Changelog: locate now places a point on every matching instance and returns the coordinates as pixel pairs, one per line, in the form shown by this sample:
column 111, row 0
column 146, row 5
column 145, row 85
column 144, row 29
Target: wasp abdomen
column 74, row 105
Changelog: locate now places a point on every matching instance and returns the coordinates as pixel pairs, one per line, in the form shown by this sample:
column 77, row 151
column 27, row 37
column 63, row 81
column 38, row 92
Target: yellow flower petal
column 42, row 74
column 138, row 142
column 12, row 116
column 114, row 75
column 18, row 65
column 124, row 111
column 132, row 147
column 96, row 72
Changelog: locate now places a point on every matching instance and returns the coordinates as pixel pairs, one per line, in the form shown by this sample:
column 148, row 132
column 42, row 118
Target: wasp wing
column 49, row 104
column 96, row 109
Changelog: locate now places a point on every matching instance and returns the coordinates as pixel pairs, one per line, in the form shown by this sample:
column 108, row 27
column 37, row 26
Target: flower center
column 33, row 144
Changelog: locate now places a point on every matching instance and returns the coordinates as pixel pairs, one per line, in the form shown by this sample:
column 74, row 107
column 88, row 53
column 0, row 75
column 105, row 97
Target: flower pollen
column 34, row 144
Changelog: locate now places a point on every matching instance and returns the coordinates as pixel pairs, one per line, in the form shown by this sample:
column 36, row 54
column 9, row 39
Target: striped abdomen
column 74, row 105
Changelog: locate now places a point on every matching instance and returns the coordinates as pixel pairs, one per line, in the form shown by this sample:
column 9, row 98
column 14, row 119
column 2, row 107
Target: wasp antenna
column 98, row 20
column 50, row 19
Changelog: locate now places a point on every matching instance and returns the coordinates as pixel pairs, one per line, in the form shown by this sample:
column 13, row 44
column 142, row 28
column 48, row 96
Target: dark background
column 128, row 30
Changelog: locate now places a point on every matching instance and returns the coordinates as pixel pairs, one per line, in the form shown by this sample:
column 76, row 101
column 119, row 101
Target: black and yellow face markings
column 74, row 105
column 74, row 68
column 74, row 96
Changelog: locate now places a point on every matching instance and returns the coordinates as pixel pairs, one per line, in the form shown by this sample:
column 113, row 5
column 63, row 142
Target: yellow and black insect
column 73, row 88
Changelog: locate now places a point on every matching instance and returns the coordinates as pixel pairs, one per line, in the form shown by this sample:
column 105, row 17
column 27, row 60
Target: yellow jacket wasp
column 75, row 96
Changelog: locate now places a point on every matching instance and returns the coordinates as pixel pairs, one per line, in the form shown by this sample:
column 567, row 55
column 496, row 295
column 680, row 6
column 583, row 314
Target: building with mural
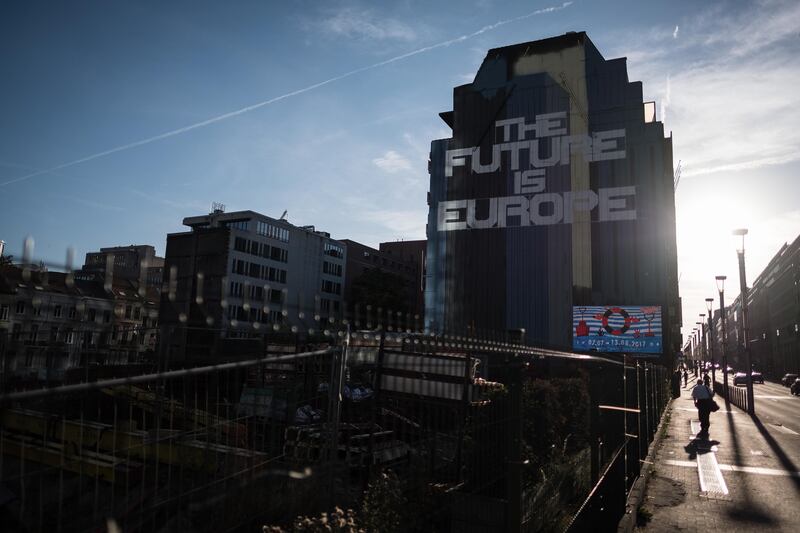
column 551, row 207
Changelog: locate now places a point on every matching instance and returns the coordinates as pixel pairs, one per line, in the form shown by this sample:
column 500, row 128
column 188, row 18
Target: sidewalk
column 739, row 479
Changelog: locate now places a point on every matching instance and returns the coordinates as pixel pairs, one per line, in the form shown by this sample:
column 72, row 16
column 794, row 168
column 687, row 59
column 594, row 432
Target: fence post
column 514, row 451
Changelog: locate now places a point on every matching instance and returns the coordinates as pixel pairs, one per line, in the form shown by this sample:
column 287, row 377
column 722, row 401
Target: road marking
column 784, row 429
column 736, row 468
column 769, row 397
column 711, row 479
column 695, row 410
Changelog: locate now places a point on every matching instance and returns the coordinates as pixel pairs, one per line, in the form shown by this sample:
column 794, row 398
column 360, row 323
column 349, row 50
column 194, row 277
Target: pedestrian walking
column 703, row 400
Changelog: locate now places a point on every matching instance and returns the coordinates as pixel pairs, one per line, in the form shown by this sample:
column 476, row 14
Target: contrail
column 258, row 105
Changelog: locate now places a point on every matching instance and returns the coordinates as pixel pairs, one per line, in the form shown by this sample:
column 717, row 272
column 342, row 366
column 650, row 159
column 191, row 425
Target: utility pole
column 745, row 323
column 710, row 307
column 721, row 289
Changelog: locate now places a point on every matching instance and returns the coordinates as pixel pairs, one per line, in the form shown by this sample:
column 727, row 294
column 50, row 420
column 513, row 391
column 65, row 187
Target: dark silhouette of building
column 235, row 277
column 555, row 190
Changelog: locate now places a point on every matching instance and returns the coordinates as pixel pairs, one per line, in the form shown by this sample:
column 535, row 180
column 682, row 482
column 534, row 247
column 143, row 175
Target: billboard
column 629, row 329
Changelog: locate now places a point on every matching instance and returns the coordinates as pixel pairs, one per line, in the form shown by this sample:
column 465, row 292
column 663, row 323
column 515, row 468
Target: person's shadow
column 699, row 445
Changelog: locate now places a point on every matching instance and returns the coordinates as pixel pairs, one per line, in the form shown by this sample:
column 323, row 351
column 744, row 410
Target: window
column 273, row 232
column 332, row 268
column 331, row 287
column 236, row 288
column 276, row 274
column 333, row 250
column 236, row 224
column 279, row 254
column 256, row 293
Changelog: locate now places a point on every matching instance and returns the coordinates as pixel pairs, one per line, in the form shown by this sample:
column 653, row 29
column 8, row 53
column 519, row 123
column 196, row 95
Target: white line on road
column 768, row 397
column 784, row 429
column 736, row 468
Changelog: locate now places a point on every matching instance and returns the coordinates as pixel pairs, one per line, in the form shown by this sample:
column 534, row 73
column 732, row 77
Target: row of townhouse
column 51, row 322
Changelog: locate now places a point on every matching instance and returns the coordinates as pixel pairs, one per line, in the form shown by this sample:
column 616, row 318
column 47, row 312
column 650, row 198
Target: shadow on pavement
column 699, row 446
column 785, row 460
column 750, row 511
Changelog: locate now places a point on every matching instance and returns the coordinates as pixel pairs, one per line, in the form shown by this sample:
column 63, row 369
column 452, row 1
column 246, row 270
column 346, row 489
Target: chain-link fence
column 233, row 420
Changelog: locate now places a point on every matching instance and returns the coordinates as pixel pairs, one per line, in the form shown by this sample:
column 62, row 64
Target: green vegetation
column 643, row 516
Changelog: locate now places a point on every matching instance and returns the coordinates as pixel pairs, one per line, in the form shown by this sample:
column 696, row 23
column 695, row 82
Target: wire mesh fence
column 213, row 407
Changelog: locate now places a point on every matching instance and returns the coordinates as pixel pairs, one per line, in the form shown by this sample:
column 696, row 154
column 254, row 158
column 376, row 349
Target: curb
column 636, row 496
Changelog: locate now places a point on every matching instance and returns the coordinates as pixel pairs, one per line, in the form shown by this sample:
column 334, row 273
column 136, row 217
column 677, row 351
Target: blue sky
column 83, row 78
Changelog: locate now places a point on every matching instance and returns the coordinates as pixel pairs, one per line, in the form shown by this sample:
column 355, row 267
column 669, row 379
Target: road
column 779, row 412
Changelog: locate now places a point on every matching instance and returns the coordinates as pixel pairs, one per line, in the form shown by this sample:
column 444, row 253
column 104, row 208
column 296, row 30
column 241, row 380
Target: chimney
column 108, row 275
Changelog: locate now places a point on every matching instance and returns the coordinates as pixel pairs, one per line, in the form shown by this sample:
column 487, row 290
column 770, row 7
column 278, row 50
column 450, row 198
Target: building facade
column 236, row 276
column 554, row 192
column 413, row 252
column 52, row 323
column 137, row 263
column 774, row 317
column 384, row 277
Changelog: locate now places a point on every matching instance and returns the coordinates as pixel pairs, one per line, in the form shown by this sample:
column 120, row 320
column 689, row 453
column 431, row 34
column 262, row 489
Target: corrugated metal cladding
column 529, row 276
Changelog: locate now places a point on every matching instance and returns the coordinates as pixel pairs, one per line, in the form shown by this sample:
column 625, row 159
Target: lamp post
column 721, row 289
column 710, row 307
column 701, row 338
column 744, row 326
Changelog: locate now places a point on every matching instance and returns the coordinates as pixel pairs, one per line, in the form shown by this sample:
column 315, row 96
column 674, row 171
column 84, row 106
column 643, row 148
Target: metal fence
column 298, row 413
column 736, row 395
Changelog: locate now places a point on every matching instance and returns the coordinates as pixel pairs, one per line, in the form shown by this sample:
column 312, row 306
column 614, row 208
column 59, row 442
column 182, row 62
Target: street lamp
column 721, row 288
column 701, row 339
column 745, row 323
column 710, row 307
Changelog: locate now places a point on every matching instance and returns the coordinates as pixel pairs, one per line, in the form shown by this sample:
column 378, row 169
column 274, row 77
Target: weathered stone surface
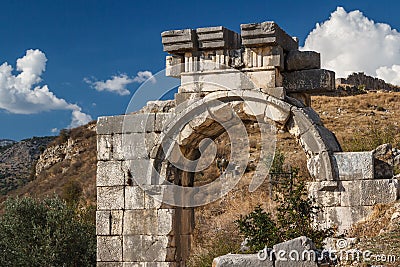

TASK TO COMPLETE.
Copy out only the lines above from the one with "column 431, row 34" to the one with "column 312, row 306", inclusive, exactly as they stand.

TASK RESULT.
column 431, row 34
column 262, row 489
Target: corrugated metal cladding
column 529, row 276
Changelog: locate now places a point on every matching instance and returns the coordinates as pixel pairs, one per line, in the form shown by this sample:
column 625, row 159
Target: lamp post
column 721, row 289
column 710, row 307
column 701, row 338
column 744, row 326
Changelog: locate now places a point on every matching instance and returns the coordinates as pixel pairs, one per line, in the form shown by this sample:
column 315, row 96
column 674, row 171
column 84, row 106
column 643, row 148
Target: metal fence
column 298, row 413
column 736, row 395
Changelog: locate now places a point on every matching instance and returns the coordinates as pixel pairs, one per line, in the form shown by this sample:
column 312, row 306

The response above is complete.